The data:
═══

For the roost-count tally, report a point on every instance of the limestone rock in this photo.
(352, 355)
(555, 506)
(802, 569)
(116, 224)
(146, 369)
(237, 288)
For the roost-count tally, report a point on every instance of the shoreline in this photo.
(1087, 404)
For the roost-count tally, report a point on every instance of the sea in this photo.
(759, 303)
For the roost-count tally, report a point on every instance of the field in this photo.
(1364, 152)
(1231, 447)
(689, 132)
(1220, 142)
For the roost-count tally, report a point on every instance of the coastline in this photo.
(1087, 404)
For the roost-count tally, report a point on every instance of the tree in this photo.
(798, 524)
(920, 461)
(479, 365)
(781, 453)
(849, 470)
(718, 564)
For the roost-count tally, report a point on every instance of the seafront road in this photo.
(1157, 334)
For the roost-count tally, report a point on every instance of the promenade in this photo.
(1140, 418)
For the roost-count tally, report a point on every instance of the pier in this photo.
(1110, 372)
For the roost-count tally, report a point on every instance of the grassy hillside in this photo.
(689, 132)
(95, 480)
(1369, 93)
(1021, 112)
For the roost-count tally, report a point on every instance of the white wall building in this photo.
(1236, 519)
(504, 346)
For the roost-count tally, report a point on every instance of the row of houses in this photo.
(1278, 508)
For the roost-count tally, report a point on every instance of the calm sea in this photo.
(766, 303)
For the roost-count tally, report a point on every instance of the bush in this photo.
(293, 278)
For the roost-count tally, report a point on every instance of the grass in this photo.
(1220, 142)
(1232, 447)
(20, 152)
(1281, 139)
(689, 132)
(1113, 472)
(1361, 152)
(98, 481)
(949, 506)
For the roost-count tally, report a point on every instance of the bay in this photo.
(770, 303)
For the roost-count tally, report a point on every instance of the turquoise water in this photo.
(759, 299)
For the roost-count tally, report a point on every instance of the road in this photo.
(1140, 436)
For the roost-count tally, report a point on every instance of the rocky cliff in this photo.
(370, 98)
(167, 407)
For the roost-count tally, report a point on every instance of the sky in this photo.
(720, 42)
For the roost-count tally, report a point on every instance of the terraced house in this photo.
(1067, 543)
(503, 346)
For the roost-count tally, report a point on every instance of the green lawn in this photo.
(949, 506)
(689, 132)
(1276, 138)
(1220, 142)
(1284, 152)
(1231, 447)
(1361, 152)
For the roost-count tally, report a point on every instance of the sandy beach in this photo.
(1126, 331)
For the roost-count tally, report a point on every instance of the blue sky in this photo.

═══

Short exercise:
Set out the complete listing exactly as shown.

Solution for this exercise:
For the roost-count tally, report a point on every instance of the limestone rock in this photo.
(352, 355)
(555, 506)
(802, 569)
(116, 224)
(146, 369)
(237, 288)
For the roost-count tally, report a point on every instance of the shoreline in this photo.
(1087, 404)
For the roost-count tally, report a point on every instance of the sea in this photo.
(759, 303)
For the roost-count tally, report a point on every instance of the field in this photo.
(1364, 152)
(1231, 447)
(689, 132)
(1220, 142)
For the roost-count tally, report a point on every instance of the coastline in this photo.
(1087, 404)
For the roost-count tally, report a point on every instance of the tree in this photo.
(798, 524)
(920, 461)
(479, 365)
(781, 453)
(849, 470)
(718, 564)
For the roost-count tally, report a point on every instance of the seafront road in this photo.
(1157, 334)
For the roost-count tally, report a point on every instance of the promenade in this photo.
(1140, 418)
For the roost-count tally, report a point on every instance of the pier in this photo.
(1110, 372)
For the roost-count tally, report a point on every instance of the grassy hillside in this photo.
(689, 132)
(95, 480)
(1369, 93)
(1021, 112)
For the roost-count tally, report a point on every instance of the white wall building in this photo.
(1236, 519)
(504, 346)
For the roost-count tally, report a point on every instance of the row of houses in this photo.
(1278, 508)
For the roost-count tally, report a point on every instance of the calm sea in this photo.
(766, 303)
For the roost-count tally, report a point on every instance of the bush in this photo.
(293, 278)
For the roost-count tally, report a point on every instance of the grass in this photo.
(1220, 142)
(1232, 447)
(20, 152)
(1281, 139)
(689, 132)
(1113, 472)
(1361, 152)
(98, 481)
(949, 506)
For the roost-count tally, report a point on every instance of the bay in this photo.
(770, 303)
For the roost-count tally, report a point on every instance of the turquoise water in this photo.
(759, 299)
For the roost-count tally, report a point on every instance of the road in this photo.
(1140, 436)
For the roost-count tally, report a point on every instance of the rocky cliff in this photo.
(370, 98)
(167, 407)
For the roost-count tally, report a point on every instance of the sky in this photo.
(720, 42)
For the roost-count tally, report a point on every instance of the terraced house in this photo.
(1067, 543)
(503, 346)
For the roost-count tally, report a point on every instance of the green lawn in this photo.
(949, 506)
(689, 132)
(1276, 138)
(1220, 142)
(1284, 152)
(1231, 447)
(1361, 152)
For the roost-count tally, report a point on every instance of the sandy beach in this photo.
(1126, 331)
For the roost-count tally, report a point on every instance of the blue sky in this photo.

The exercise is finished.